PROMPT: Copy the material below line for line, keeping every word, number and punctuation mark unchanged.

DATA:
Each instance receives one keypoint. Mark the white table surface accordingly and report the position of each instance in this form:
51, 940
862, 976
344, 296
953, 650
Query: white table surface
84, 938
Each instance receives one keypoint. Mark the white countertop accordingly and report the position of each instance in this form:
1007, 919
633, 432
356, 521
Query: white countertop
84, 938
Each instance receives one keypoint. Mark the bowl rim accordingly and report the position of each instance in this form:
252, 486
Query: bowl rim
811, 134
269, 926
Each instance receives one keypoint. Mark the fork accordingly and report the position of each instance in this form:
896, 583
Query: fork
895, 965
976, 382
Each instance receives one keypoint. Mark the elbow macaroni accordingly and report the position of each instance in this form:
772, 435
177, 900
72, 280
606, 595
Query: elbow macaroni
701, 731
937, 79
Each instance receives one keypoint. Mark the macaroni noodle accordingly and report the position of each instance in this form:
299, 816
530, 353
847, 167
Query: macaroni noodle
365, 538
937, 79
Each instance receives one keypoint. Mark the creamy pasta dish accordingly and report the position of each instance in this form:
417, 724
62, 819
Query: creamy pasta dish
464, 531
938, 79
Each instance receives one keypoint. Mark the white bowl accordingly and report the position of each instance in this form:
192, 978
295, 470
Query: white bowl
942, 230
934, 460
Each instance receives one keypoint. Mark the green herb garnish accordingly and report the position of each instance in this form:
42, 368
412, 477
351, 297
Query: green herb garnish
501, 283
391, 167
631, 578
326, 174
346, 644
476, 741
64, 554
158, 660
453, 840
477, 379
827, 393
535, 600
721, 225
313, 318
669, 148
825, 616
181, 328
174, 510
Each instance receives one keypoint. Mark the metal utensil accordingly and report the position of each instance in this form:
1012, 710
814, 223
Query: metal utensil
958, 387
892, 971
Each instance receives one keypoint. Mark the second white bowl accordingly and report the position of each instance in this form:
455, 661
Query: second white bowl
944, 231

OUTPUT FOR THIS EXERCISE:
Each instance receives one keypoint. Mark the white table surface accordingly and report the position of each instance in this form:
51, 940
862, 976
344, 296
953, 650
Query: white table surface
84, 938
Each instance receives one keypoint. Mark the white countertop accordingly and report the position of each instance in this form:
1007, 919
633, 432
356, 521
Query: white countertop
84, 938
Each instance receives one keypoint. Mark the bowl rim accordingly and report the position of each instance in this form:
252, 486
Query: bowl rim
811, 134
269, 926
Each instance receives one keypoint. Mark the fork accordingly and report the position of each instance in this form:
896, 583
Query: fork
895, 965
976, 382
Each instance receives one keypoint. Mark the elbow macaroni accordingly and report the position of each instance in this form:
772, 435
177, 900
72, 280
606, 595
Query: elbow macaroni
701, 731
937, 79
Each instance receives one keypoint. Mark the macaroni noodle accordingly and report the position of each instance in this form:
299, 816
530, 353
847, 167
Query: macaroni noodle
365, 538
937, 79
Each instance receives one keypoint. Mark the creamy pasta dish accordingly and report the position of each instance in this form:
417, 724
62, 819
Query: creamy pasta dish
464, 531
938, 79
Each instance receives one keypoint. Mark the white bowl accordingly and report the position of each instance in this form:
192, 978
295, 470
Query: white bowl
942, 230
934, 460
Each instance receives one keypoint. Mark the green herb garnish accordingly and report the position of each instance in this form:
42, 368
412, 477
351, 297
Query: green herb garnish
501, 283
391, 167
631, 578
326, 174
346, 644
476, 741
64, 554
158, 660
453, 840
477, 379
827, 393
535, 600
721, 225
313, 318
669, 148
825, 616
181, 328
174, 510
Each instance receives one keypoint. Mark the metal utensil accordingly and report the position of each instance in this form:
1012, 710
814, 223
Query: metal utensil
958, 387
892, 971
Each instance receives one keypoint. Mark the second white bowl accordingly and report the position of each instance in this form:
455, 661
Query: second white bowl
944, 231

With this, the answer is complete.